_本文抜粋_.
......

賢治の病理および幻想感覚については,板谷(1990,1999,2000)の著書に詳しく記載されている。例えば,板谷(2000)は「苹果」の幻嗅を表現している短歌として「いざよひの/月はつめたきくだものの/匂をはなちあらはれけり」を挙げている。「苹果」という言葉はでてこないが,「くだもの」が「苹果」以外には考えにくく,短歌の字数の関係で四字の「くだもの」にしたと推察している。さらに,童話『双子の星』(1918)には「今は,空は,りんごのいゝ匂(にほひ)で一杯です。西の空は消え残った銀色のお月様が吐いたのです。」の記載もある。

......

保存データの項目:
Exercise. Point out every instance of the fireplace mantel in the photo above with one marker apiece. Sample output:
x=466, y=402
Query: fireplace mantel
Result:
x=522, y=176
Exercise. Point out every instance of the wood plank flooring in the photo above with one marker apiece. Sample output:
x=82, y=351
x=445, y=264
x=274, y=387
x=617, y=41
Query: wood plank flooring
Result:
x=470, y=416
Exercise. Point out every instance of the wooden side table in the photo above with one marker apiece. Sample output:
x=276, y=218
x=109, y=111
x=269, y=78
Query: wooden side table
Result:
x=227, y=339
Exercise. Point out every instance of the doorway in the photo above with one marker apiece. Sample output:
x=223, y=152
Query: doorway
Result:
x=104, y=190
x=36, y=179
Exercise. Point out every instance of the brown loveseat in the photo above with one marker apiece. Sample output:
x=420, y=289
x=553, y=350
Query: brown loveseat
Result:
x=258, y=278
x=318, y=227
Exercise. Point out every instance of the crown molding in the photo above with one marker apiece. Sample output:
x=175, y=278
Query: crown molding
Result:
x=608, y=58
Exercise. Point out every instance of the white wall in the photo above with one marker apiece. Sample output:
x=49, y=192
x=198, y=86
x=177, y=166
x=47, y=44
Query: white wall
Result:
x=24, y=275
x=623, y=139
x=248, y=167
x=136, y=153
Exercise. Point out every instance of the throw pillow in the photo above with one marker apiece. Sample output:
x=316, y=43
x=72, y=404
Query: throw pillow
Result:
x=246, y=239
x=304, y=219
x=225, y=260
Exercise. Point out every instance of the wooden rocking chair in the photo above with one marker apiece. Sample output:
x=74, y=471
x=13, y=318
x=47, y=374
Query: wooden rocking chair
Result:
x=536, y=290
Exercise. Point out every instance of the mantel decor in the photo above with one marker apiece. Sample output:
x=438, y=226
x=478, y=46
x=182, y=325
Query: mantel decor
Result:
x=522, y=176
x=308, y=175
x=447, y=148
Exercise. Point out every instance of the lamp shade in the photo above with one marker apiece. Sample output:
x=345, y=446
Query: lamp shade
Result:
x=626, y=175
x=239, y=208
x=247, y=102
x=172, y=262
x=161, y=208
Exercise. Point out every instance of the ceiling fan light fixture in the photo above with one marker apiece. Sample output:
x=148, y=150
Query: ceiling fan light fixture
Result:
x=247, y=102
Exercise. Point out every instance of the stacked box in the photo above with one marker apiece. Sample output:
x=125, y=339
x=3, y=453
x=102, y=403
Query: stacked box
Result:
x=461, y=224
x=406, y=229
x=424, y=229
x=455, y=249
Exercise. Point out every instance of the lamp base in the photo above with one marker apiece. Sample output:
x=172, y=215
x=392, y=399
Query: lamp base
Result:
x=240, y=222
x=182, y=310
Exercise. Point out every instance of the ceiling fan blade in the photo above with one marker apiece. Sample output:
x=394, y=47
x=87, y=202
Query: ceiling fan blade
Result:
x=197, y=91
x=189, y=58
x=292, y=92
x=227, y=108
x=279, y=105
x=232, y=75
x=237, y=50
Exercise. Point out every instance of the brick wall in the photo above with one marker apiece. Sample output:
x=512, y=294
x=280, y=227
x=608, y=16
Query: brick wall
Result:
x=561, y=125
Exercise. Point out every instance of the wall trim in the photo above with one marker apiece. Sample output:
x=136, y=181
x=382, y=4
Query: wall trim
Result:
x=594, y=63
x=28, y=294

......

_課題_.
本文抜粋に書かれていることをもとに、次の問いに一行ずつ答えよ。
1. 板谷(2000)が「苹果」の幻嗅を表現している短歌として挙げた歌は何か。
2. その短歌で「苹果」ではなく「くだもの」が使われたのはなぜだと推察されているか。
3. 童話『双子の星』は何年の作品として示されているか。
保存データの各行は本文抜粋の内容とは関係がない。

_解答欄_.
1. 「いざよひの/月はつめたきくだものの/匂をはなちあらはれけり」
2. 短歌の字数の関係で、四字の「くだもの」にしたと推察されている。
3. 1918年